** Selected passage follows **

Has Recruiting Become Spam? How to Deliver a Personal Touch

Has Recruiting Become Spam? How to Deliver a Personal Touch

Entrepreneur magazine recently published an article titled, “How LinkedIn Fundamentally Ruined Recruitment.” The title caught my attention, so I took a look.

The article points out the indisputable claim that LinkedIn, the largest professional network in today’s world, has changed the way recruitment happens. Now, instead of posting to job boards, more companies are finding candidates through social media. There’s just one problem – it’s not efficient.

LinkedIn doesn’t offer the same experience for businesses or candidates as traditional recruiting. Companies spend more time and money trying to dig through profiles. The results aren’t promising either. Most candidates are frustrated by this new approach because they’re contacted about irrelevant or uninteresting job prospects.

In short, recruitment via LinkedIn has turned into spam.

How to Make Recruiting Personal Again

There’s an easy solution to improving recruitment efforts on and away from LinkedIn – make it personal. Too many businesses have lost touch. Here’s how you can make your recruitment process a little more personal – just like a professional head hunter does.

  1. Dig a little deeper.

Your candidates have lives outside of work. Although you might not think that matters to your bottom line, it does.

Recruiters work hard to match talents with job descriptions. Savvy recruiters also go the extra mile to dig a little deeper and match candidates with positions that align with their interests away from the workplace. 

Here’s why that extra depth in the process matters. 

If your company needs to hire a new software engineer, you search for candidates with that interest and expertise. Easy enough, right? As you narrow your pool of candidates, you’ll find that some engineers love to game on the weekends while others prefer getting intimate with what’s happening in the business world. If your company produces games, you’d rather have the gamer work for you, right?

Digging deeper lets recruiters match rockstar talent with positions that’ll keep them inspired and working hard. 

  1. Go the extra mile.

Gone are the days where businesses had to keep applicants and employees at an arm’s length (or further away.) Now, candidates appreciate contact in unconventional forms, such as text messages. 

Going the extra mile to reach out to a candidate in a way that combats industry norms lets you get to know a person a little bit better. You could give candidates the heads up on news regarding their interests or position. It encourages that person to open up to you. It lets you learn more about the person before you hire him. And, it gives you a better way to gauge interest.

** End of Selected passage **

> **Assigned task**
Please continue the article above on making recruitment personal again, starting right after its last sentence.

** Excerpted data follows **

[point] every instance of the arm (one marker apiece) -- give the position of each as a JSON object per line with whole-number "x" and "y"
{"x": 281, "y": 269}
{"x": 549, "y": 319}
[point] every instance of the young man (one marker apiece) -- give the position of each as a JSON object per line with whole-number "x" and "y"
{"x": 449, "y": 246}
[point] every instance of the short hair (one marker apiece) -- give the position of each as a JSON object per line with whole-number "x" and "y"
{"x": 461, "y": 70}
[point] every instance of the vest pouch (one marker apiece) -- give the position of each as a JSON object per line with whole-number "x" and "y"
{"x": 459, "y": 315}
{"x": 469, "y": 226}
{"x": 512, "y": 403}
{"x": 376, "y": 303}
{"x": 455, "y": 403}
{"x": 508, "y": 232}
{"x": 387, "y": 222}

** End of Excerpted data **

> **Expected answer**
LinkedIn is just one way to connect with candidates. But, when you take the conversation away from that platform, you’ll learn more about the people who could join your team in the near future.

  1. Connect, even when you’re not recruiting.

Not recruiting for a new position? Don’t let your funnel of quality candidates run dry.

LinkedIn lets you stay connected to people so that when you’re hiring, you can reach out to qualified candidates directly. However, it takes work to nurture the relationship over time. Recruiters finesse that relationship by keeping candidates informed about the job market.

You can do the same with your company by keeping in touch and building a stronger foundation with potential talents. When you’re ready to hire, you’ll be equipped with a strong list of people for your team.

The Takeaways

LinkedIn has not fundamentally ruined recruitment. It has deepened the way businesses and rockstar talent connects. By leaving your recruitment efforts to LinkedIn, you could be wasting your time and spinning your wheels on candidates uninterested in your available positions. By thinking like a recruiter and personalizing the search, you can pull together a stronger list of candidates in less time.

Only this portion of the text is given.